PROBLEM TO SOLVE: Summarize the press release with Buchanan's letter to the Washington Post in two sentences.

PASSAGE PROVIDED:
_ _ _ _ _

FOR IMMEDIATE RELEASE:
October 12, 1999
BUCHANAN'S RESPONSE TO ABE FOXMAN'S ATTACK
The following letter was sent to the Washington
Post on October 12
They have declined to publish it.
To the Editor
The Washington Post
If Abe Foxman of the Anti-Defamation League wishes to indict me for anti-Semitism (October 11), he ought to at least get some facts right.
He claims that my book, A Republic, Not an Empire, "defends Charles Lindbergh against charges of anti-Semitism, not mentioning the infamous 1940 speech in which he [Lindbergh] accused the Jews of warmongering." False, on every count.
First, I do discuss Lindbergh's "infamous" speech (pgs. 335-6). Second, it was delivered in September 1941, not 1940. Third, I do not defend it, but use it to show the explosiveness of mixing ethnic politics and foreign policy: "Lindbergh's speech ignited a national firestorm that scorched the America First Committee, and attacks on the Lone Eagle for those three short paragraphs continued for the rest of his life and beyond."

_ _ _ _ _

SOURCE DATA:
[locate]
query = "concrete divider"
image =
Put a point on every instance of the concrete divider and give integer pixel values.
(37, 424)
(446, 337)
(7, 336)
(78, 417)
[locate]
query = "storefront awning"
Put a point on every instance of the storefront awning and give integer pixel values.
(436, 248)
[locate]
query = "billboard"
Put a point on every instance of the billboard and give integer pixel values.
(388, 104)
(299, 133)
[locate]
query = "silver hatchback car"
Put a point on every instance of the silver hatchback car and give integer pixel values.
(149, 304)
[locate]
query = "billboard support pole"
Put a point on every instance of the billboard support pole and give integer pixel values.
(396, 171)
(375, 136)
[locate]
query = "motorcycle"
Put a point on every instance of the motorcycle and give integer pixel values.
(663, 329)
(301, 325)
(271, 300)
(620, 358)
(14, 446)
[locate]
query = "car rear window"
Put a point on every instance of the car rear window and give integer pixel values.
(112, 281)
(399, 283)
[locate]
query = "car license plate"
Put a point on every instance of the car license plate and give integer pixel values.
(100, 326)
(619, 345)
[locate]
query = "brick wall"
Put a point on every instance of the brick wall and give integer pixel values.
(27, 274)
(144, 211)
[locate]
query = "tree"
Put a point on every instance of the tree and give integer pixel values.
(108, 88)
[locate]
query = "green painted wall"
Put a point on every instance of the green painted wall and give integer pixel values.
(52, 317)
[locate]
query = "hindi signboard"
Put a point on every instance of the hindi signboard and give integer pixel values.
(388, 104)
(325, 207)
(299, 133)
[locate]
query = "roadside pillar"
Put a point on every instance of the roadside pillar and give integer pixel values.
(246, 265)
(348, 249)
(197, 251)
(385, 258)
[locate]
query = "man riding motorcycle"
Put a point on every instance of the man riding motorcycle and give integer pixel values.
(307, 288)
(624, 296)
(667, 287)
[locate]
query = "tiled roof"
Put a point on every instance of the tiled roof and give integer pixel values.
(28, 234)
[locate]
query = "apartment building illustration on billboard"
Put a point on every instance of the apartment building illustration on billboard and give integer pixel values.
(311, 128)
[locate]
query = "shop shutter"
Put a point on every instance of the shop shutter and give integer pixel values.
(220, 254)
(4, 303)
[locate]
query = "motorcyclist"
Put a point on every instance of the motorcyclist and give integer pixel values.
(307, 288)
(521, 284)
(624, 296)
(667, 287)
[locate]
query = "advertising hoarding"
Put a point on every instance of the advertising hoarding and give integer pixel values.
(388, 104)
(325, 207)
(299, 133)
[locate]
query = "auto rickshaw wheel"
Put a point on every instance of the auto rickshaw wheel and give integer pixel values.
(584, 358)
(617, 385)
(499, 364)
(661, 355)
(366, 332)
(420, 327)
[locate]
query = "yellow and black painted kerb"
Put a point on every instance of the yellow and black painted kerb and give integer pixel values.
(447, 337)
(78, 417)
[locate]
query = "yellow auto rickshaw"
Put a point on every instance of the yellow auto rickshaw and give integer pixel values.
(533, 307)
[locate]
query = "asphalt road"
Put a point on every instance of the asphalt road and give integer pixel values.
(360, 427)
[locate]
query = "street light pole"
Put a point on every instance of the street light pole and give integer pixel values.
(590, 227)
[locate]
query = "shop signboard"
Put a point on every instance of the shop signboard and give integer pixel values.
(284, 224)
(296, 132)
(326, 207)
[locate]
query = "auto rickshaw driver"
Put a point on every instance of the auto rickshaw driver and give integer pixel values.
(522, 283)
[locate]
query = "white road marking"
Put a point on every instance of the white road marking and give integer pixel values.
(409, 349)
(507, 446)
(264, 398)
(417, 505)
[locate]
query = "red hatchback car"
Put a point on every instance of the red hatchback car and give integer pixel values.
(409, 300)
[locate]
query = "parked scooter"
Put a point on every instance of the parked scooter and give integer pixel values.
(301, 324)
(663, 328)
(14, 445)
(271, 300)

_ _ _ _ _

SOLUTION: In a letter the Washington Post declined to publish, Buchanan rejects Abe Foxman's claim that the book A Republic, Not an Empire defends Charles Lindbergh against charges of anti-Semitism without mentioning Lindbergh's infamous 1940 speech. The letter states that the book discusses the speech on pages 335-6, that the speech was delivered in September 1941, and that the book does not defend it but uses it to show the explosiveness of mixing ethnic politics and foreign policy.